■ Exercise aim ■
Restate, word for word, the lines from the opening line of the data through the line containing "Annotation spec v2.4 — Object: rear", both included, and nothing else.

Source records:
<<<<

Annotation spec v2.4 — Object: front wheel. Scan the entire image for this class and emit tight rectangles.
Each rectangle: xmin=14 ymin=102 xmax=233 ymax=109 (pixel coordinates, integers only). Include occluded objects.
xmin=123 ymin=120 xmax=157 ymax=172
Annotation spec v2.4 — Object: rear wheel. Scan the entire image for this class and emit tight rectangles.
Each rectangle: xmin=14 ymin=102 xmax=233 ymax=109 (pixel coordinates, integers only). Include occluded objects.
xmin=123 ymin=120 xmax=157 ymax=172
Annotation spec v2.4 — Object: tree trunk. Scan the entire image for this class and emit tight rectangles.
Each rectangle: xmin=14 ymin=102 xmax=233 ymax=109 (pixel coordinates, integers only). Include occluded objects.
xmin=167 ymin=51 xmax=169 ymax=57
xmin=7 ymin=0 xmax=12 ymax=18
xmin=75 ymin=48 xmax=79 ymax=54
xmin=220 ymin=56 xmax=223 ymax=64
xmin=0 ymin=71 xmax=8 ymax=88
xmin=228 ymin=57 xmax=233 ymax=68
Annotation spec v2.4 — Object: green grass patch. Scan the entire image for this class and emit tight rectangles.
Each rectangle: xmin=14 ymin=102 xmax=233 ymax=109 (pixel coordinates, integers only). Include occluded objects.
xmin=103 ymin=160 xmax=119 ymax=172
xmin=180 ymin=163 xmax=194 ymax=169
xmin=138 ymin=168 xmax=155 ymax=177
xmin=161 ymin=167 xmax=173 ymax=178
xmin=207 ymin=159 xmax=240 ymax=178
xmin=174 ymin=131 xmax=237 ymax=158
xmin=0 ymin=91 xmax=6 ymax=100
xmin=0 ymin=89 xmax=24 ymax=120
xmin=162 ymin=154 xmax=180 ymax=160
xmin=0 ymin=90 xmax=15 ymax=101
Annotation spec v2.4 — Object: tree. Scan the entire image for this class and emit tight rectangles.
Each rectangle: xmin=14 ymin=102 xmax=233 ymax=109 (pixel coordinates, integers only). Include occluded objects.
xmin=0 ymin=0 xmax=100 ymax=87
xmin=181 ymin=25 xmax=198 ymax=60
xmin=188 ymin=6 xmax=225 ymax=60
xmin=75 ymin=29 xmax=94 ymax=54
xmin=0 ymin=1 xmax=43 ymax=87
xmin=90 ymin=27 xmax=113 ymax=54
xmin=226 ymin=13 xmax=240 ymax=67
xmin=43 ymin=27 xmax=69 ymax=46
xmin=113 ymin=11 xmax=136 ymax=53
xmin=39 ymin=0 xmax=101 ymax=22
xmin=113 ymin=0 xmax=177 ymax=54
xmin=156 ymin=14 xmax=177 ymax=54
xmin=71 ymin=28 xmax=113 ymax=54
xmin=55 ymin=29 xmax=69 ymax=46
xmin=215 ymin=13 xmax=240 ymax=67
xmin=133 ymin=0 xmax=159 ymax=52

>>>>

■ Answer box ■
Annotation spec v2.4 — Object: front wheel. Scan the entire image for this class and emit tight rectangles.
Each rectangle: xmin=14 ymin=102 xmax=233 ymax=109 (pixel coordinates, integers only). Include occluded objects.
xmin=123 ymin=120 xmax=157 ymax=172
Annotation spec v2.4 — Object: rear wheel. Scan the entire image for this class and emit tight rectangles.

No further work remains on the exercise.